▶ [Records from a data collection]:
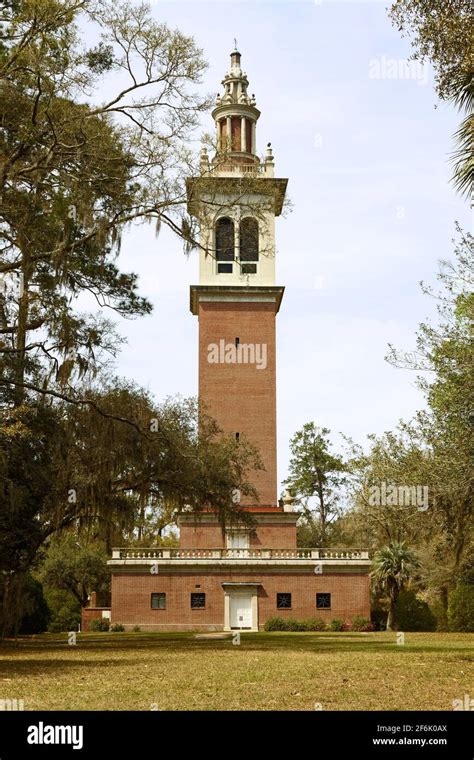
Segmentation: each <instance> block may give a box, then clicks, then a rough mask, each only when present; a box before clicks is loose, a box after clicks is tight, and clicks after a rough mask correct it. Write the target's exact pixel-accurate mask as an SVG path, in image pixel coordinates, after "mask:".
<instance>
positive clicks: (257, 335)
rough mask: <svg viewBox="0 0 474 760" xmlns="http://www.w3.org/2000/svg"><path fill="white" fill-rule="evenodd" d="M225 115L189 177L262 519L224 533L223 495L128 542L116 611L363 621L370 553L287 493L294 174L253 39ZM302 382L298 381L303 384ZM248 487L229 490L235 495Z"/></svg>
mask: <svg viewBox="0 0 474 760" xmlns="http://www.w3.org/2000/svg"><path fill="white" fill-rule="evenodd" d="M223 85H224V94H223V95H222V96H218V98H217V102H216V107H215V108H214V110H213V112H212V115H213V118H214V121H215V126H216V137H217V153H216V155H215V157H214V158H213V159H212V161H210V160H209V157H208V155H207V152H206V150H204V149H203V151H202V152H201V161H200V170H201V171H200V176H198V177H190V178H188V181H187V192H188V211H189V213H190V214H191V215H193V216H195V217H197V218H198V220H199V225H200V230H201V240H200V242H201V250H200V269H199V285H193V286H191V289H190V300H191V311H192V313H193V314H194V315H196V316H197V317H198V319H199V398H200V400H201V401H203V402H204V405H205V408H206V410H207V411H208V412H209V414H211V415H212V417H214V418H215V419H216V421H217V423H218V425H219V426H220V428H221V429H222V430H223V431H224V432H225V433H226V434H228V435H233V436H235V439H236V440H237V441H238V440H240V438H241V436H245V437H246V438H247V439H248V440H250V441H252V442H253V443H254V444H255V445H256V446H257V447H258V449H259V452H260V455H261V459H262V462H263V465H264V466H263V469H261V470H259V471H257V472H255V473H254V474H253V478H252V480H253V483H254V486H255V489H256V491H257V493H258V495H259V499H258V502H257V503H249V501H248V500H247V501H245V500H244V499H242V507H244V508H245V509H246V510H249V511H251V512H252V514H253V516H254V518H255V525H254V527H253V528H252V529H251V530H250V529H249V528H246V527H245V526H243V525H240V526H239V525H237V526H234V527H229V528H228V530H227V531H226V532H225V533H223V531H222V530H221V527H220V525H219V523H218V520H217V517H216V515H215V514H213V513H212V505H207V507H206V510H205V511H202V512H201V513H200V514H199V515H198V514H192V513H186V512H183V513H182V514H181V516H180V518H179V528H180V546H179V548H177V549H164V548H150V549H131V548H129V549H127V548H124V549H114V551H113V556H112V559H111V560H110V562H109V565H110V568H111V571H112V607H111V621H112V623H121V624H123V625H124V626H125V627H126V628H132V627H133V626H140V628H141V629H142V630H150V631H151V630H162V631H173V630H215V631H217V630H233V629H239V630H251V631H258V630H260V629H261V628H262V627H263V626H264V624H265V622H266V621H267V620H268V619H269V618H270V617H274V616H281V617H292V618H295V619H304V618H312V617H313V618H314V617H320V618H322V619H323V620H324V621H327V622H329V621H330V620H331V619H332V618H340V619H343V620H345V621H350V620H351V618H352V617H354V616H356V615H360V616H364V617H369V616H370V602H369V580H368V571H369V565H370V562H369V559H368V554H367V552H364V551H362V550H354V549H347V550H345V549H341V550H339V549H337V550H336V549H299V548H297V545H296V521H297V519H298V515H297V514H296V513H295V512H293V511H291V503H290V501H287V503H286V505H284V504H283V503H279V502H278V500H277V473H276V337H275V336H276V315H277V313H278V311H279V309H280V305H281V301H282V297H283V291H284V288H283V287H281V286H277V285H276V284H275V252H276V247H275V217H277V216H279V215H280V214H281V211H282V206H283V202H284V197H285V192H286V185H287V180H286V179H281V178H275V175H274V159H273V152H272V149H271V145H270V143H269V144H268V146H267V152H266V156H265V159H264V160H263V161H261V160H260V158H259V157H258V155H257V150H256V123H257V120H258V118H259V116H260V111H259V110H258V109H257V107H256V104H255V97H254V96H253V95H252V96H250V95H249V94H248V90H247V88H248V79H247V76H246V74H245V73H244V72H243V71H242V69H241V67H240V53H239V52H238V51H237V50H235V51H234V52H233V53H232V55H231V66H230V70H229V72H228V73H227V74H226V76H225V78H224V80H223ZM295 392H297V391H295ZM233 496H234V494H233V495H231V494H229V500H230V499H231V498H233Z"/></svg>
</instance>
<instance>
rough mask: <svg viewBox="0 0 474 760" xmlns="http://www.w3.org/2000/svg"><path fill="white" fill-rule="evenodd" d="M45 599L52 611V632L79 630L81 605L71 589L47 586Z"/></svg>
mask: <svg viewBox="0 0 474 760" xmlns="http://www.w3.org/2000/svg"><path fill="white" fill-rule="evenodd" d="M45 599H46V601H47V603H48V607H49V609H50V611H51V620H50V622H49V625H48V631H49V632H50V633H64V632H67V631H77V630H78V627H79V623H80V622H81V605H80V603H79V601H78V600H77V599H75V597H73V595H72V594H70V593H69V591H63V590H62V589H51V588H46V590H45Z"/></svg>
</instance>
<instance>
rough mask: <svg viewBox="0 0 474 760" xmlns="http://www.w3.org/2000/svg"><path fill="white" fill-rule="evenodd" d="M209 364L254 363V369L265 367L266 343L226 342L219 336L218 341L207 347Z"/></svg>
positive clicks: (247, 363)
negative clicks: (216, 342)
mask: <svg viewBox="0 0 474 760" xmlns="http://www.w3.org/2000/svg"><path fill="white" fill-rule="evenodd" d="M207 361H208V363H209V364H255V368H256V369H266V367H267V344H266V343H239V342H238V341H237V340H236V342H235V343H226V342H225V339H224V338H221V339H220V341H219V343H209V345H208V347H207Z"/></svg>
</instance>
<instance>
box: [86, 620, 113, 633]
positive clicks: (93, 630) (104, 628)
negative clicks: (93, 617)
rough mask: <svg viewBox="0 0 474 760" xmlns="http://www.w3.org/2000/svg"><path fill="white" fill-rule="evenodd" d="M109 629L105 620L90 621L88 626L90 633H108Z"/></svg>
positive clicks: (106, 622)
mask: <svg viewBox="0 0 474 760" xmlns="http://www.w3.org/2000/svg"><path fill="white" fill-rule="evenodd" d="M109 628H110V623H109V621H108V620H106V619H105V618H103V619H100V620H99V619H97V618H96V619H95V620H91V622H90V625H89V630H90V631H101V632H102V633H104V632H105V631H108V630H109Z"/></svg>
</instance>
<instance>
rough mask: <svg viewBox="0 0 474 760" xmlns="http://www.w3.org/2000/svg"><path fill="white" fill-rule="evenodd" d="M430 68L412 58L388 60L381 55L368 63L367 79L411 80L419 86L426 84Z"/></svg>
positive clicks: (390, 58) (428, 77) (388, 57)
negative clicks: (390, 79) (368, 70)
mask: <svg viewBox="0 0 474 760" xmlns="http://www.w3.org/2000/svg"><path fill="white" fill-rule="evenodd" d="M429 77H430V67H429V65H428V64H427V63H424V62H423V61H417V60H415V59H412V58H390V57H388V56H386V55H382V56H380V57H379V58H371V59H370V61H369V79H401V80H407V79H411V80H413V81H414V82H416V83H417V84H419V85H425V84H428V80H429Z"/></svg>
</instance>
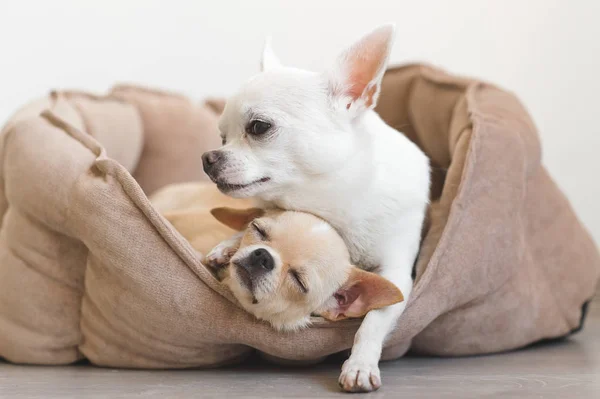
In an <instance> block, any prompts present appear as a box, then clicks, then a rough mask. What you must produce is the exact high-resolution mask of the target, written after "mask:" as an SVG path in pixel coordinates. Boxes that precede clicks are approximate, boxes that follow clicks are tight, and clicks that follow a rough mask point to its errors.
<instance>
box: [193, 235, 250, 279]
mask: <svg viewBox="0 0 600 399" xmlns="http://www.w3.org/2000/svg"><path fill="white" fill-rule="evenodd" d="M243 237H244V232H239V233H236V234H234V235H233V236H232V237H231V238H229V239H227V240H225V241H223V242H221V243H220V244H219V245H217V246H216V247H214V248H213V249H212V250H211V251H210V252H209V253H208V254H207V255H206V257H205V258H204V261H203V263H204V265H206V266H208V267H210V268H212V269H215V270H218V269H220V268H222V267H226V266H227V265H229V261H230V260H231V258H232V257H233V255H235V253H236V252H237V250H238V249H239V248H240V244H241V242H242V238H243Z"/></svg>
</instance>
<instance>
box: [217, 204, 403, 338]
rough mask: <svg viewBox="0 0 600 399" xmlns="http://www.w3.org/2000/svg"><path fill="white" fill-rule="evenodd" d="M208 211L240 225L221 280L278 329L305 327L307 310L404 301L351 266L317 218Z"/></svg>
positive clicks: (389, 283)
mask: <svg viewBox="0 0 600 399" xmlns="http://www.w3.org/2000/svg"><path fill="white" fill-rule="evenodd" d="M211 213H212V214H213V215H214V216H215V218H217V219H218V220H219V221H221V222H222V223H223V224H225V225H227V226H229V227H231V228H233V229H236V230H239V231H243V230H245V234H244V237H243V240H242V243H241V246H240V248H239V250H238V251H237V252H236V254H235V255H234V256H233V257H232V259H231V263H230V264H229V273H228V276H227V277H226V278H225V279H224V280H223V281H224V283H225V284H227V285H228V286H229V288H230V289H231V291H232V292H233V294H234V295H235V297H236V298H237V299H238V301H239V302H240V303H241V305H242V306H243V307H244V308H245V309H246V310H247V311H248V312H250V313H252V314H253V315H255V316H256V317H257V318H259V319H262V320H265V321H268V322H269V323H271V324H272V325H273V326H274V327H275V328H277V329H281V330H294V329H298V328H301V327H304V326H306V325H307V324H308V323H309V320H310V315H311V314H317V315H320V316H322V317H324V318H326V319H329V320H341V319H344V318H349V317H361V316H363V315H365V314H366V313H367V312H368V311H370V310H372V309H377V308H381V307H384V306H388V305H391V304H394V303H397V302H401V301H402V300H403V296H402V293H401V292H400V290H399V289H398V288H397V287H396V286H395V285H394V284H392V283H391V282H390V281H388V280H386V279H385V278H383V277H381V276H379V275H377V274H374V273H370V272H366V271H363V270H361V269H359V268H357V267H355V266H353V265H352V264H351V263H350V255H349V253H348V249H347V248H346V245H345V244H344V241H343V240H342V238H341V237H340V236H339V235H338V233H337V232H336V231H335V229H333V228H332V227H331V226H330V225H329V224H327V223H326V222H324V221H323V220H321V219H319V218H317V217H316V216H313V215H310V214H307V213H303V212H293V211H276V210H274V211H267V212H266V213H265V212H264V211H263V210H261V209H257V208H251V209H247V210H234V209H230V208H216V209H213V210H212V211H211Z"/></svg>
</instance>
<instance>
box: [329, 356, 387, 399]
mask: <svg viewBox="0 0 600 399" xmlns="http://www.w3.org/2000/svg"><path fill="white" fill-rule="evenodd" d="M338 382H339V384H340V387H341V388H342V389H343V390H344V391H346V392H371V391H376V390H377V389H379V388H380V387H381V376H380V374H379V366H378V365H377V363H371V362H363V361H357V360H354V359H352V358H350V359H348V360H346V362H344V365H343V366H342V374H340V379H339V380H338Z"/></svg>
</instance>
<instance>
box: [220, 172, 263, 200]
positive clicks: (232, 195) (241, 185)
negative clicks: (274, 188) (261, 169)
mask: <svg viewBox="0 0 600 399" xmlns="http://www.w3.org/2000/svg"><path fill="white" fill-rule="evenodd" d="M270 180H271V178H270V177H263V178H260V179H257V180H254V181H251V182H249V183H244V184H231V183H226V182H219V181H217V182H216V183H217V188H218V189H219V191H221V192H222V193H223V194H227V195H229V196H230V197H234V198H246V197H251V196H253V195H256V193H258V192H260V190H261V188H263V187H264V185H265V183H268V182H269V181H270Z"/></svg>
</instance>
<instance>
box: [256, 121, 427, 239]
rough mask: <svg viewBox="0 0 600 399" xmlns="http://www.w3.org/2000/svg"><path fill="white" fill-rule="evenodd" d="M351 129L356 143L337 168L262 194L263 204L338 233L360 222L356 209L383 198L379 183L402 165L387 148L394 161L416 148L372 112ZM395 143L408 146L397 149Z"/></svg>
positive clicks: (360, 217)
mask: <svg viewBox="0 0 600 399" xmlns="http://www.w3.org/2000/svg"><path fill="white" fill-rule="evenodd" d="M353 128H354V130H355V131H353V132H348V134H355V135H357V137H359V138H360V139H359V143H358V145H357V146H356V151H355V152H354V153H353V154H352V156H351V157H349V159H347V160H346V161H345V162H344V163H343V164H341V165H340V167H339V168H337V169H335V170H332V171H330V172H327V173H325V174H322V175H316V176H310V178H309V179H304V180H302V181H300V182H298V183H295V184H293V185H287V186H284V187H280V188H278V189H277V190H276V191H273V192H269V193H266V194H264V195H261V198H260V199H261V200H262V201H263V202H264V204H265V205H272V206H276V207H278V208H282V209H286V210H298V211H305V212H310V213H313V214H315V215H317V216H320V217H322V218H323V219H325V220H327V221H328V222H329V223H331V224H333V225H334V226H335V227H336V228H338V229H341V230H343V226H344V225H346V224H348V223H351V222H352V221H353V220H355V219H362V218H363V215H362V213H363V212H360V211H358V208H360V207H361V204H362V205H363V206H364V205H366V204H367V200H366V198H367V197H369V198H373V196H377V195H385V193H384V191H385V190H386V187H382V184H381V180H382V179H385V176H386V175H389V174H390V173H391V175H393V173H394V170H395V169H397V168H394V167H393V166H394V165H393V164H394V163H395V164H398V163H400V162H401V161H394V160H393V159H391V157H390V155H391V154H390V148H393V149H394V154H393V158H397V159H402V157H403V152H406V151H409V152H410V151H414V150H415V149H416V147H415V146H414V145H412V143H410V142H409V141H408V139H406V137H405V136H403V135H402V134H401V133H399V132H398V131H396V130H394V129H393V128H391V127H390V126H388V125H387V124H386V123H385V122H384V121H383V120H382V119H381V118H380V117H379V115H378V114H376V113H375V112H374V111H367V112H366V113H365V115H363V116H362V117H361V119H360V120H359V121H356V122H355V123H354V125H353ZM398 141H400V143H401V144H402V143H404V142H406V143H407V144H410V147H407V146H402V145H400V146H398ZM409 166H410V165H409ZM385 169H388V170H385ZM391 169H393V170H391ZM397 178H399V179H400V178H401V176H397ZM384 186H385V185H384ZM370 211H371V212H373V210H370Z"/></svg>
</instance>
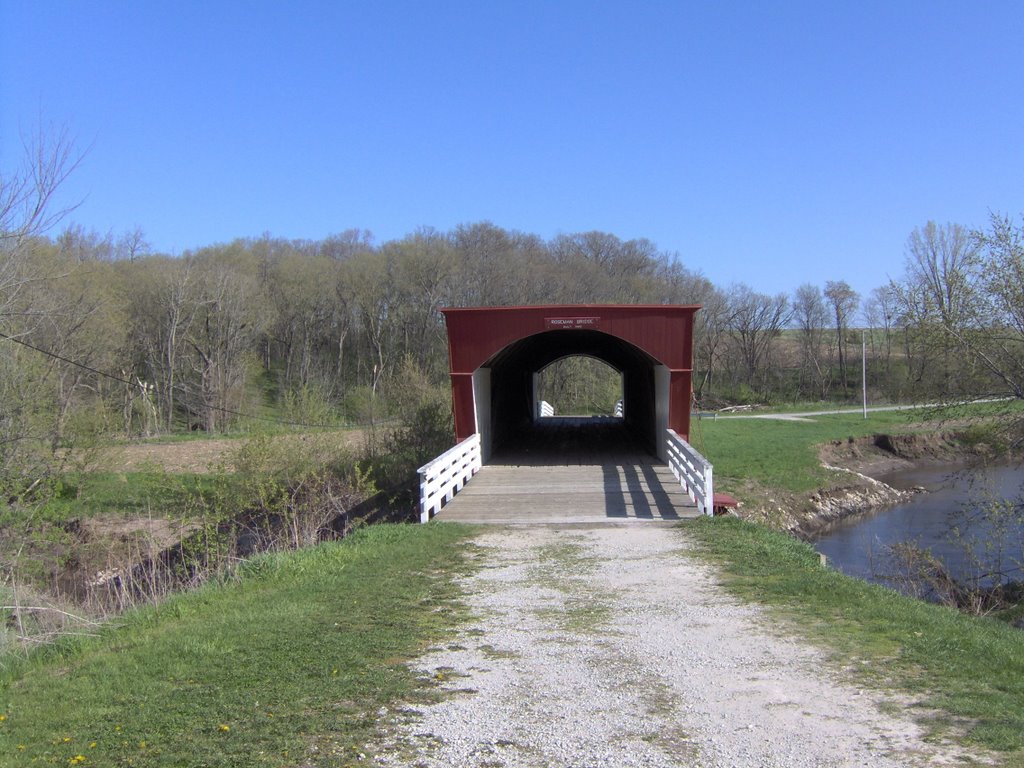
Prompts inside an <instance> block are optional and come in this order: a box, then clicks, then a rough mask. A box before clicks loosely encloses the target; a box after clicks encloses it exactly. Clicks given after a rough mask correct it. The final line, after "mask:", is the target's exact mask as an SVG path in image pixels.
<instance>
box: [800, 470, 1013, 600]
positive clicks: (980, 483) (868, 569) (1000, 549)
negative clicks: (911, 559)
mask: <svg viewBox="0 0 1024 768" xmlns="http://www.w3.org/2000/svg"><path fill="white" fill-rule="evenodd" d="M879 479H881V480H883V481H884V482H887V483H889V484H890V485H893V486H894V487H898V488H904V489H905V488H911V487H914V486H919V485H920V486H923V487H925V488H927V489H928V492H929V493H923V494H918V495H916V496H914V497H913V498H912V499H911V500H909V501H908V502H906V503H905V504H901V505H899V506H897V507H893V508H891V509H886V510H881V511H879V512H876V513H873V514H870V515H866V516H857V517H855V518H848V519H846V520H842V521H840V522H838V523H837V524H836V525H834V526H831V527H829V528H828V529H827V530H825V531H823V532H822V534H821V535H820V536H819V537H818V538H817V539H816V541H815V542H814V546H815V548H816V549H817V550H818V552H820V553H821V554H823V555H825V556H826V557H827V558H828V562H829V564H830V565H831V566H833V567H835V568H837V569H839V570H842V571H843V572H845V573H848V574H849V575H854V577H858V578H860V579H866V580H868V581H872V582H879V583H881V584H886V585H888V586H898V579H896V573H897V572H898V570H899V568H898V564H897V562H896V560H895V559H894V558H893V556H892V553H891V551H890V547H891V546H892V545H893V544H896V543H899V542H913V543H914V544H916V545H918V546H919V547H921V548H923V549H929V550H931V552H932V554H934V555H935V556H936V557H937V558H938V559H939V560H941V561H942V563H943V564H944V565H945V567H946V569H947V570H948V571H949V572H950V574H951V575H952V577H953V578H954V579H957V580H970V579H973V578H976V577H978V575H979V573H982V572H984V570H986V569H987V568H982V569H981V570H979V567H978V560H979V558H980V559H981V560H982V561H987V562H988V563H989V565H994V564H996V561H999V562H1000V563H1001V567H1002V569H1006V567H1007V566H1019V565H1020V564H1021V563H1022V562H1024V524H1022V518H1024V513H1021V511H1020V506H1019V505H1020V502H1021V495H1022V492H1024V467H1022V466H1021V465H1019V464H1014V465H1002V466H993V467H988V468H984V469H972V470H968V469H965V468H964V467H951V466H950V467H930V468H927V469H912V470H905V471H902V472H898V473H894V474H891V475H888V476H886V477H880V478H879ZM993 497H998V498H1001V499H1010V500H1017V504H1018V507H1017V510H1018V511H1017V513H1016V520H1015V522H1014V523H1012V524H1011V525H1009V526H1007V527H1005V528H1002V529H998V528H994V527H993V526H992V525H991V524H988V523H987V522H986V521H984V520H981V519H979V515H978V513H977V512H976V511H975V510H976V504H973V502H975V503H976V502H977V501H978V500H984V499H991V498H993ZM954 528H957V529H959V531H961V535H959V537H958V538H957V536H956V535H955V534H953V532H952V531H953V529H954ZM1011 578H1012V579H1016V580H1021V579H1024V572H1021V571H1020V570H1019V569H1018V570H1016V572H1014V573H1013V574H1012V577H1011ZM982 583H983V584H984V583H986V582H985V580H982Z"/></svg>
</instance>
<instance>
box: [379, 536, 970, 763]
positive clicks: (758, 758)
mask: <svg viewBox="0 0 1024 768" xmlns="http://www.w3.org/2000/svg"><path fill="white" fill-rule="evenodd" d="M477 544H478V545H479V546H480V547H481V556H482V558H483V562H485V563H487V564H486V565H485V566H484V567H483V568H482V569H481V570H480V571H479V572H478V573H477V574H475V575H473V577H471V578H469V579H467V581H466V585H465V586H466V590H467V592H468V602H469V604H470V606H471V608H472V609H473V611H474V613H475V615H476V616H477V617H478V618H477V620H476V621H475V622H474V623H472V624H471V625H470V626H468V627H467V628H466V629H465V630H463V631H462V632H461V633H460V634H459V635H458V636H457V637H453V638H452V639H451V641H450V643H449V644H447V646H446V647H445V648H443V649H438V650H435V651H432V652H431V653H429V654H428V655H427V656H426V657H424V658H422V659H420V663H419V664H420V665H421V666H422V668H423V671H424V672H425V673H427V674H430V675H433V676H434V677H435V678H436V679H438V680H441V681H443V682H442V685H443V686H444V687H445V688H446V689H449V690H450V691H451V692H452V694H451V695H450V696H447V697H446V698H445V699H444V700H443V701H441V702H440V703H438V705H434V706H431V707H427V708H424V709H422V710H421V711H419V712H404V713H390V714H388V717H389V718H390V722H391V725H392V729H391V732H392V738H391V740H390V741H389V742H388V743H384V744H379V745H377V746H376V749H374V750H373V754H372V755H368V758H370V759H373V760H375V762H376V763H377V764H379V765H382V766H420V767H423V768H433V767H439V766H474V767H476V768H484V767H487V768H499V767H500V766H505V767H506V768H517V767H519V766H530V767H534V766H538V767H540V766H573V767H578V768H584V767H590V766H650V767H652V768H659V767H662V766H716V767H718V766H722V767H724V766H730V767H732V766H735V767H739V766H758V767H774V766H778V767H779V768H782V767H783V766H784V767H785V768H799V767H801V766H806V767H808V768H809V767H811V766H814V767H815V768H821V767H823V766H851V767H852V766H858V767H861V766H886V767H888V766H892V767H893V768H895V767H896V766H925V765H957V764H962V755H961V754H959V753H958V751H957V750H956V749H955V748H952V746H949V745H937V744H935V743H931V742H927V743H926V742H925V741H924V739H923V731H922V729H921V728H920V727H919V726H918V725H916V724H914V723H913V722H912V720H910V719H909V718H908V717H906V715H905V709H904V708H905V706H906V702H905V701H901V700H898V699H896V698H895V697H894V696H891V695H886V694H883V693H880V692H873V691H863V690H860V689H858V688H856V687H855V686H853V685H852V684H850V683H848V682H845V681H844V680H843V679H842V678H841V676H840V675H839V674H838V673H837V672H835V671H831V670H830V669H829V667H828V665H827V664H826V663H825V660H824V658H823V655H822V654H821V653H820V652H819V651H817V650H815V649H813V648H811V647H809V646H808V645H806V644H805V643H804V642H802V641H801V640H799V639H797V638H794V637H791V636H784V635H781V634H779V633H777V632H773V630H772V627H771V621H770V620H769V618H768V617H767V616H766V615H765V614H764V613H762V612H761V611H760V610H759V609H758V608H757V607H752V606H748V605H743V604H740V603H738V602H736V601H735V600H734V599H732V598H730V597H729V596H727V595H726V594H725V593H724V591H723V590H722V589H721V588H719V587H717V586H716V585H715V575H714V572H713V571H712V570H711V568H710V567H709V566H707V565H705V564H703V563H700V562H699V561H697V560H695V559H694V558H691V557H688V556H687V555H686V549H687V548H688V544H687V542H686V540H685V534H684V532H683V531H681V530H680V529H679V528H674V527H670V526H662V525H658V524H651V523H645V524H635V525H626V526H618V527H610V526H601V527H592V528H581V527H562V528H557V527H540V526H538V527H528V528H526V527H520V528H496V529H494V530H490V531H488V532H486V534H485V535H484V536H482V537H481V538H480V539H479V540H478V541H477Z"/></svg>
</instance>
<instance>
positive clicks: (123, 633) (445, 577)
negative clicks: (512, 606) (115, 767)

▶ [Action item]: Lay out the material from its start through the line containing "positive clicks: (257, 335)" as a JSON list of strings, one per line, with blank lines dropped. Leave the pictures out of the answer.

▶ [Output]:
[
  "Segmentation: each <instance> block may give a box, then clicks, then a rough mask, each only when present; a box before clicks is loose, a box after clicks is tight, and clicks after a rough mask correct it. Write the target's exact pixel-accurate mask as an SVG path, in image pixel coordinates, after \"mask:\".",
  "<instance>",
  "positive clicks: (257, 335)"
]